**Seçilen metin:**

☆ ☆ ☆ ☆ ☆

Dik durun, üzülecek bir şey yok!

Evlerinden sabah erken saatlerde gözaltına alınan 24 kız öğrenciden biri olan B.A. nezarethane ve mahkeme salonunda yaşadıklarını anlattı.

Uşak Cumhuriyet Başsavcılığı’nın Hizmet Hareketi'ne yönelik cadı avında İzmir ve çevresindeki birçok ilden 24'ü kız öğrenci olmak üzere 28 kişi gözaltına alınarak Uşak Emniyet’ine getirildi. 

Dört gün gözaltında kalıp beşinci gün hâkim karşısına öğrencilerin 22’si serbest kalırken, dört kadın da tutuklandı. 

Günlerce avukatlarıyla görüşmeleri engellenen, barodan gelen avukatların bazılarının itirafçı olmaya zorladıkları öğrencilerin çıplak aramaya maruz kalmasına veryansın eden Halkların Demokratik Partisi (HDP) Kocaeli Milletvekili Ömer Faruk Gergerlioğlu Adalet ve İçişleri bakanlıklarının vahim iddiaların üzerine gitmesini istemişti.

KIZ ÖĞRENCİLER TRAVMA YAŞADI

Gözaltına alınan öğrencilerden 21 yaşındaki B.A., yaşadıklarının bir travma olduğunu ve uzun bir süre unutamayacağını söyledi. 

B.A., Uşak’a götürülürken otobüste İzmir’de bazı bölgelerden getirilenlerin çıplak aramaya maruz kaldığını öğrendiğini, kendisi psikolojik olarak buna hazırladığını, arama sırasında çok kötü hissettiğini belirtti.

☆ ☆ ☆ ☆ ☆

**Verilen kayıtlar:**
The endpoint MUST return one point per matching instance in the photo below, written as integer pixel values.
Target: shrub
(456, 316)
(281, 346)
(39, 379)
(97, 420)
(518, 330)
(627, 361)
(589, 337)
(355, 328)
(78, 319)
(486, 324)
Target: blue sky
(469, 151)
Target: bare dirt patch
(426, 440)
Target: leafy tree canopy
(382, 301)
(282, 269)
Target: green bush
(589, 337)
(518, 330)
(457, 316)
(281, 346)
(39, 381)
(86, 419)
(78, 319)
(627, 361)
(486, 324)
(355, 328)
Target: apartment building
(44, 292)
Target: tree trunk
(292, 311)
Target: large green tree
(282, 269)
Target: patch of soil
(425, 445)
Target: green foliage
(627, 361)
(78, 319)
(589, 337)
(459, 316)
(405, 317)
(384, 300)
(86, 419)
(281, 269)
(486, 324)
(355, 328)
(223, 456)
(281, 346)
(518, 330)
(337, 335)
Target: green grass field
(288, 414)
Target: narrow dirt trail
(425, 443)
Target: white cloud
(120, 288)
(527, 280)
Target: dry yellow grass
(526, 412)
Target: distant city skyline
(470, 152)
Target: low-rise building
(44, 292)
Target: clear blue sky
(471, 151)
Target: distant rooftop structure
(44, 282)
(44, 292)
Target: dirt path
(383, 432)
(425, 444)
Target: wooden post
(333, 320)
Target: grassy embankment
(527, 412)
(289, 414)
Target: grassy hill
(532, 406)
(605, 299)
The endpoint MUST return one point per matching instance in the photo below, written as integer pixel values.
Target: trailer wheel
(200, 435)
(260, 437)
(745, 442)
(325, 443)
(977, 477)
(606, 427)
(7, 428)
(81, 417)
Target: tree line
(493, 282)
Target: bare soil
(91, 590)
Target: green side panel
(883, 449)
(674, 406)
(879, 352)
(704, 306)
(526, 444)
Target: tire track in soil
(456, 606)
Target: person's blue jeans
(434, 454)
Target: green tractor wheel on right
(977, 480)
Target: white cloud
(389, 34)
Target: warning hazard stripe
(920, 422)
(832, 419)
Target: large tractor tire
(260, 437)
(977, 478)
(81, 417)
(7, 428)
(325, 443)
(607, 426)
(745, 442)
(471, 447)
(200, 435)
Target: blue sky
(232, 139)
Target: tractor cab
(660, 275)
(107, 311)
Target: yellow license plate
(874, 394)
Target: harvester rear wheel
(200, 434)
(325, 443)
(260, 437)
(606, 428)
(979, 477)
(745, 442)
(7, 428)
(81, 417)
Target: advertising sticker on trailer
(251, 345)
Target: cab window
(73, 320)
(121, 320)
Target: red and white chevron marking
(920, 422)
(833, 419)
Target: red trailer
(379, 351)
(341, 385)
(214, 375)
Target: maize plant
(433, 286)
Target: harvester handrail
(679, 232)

☆ ☆ ☆ ☆ ☆

**Yapılacak iş:** Uşak'ta gözaltına alınan kız öğrencilerle ilgili haberi son cümlesinden sonra sürdürerek yazın.

**Yanıt:**
B.A., Uşak’ta üniversite okuduğunu belirterek, başından geçenleri Kronos'a anlattı.

“Kanun Hükmünde Kararname (KHK) ile işinden edilen babamın durumunu mantıksız buluyordum ki benim başıma fazlası geldi.” diyen B.A., sabah erken saatte henüz uyurken polislerin geldiğini kaydetti. 

B.A.: “HAKKINDA ARAMA VAR, UŞAK’A GÖTÜRECEĞİZ" DEDİLER

B.A., Uşak Emniyet Müdürlüğü'ne gidene kadar yaşadıklarını ise şöyle aktardı: “Sabah kapıda sesler duydum. Kardeşimle aynı odadaydık, gürültüye uyandım, İçeri girdiler, polis olduklarını bilmiyordum, sivillerdi. Birden odamı aradılar. Dolaplarımı, çekmeceleri açtılar. Odamdan çıkıp içeri gittiğimde erkek polislerin tutanak tuttuklarını görünce beni götüreceklerini anladım. Neye uğradığımı şaşırdım. Uzun bir süre bekledik. Daha sonra İzmir ve çevresinden toplanan kişiler olarak Uşak’a götürülmek üzere otobüslere bindirildik."

“OTOBÜSTE TANIDIĞIM ARKADAŞLARLA KARŞILAŞTIM”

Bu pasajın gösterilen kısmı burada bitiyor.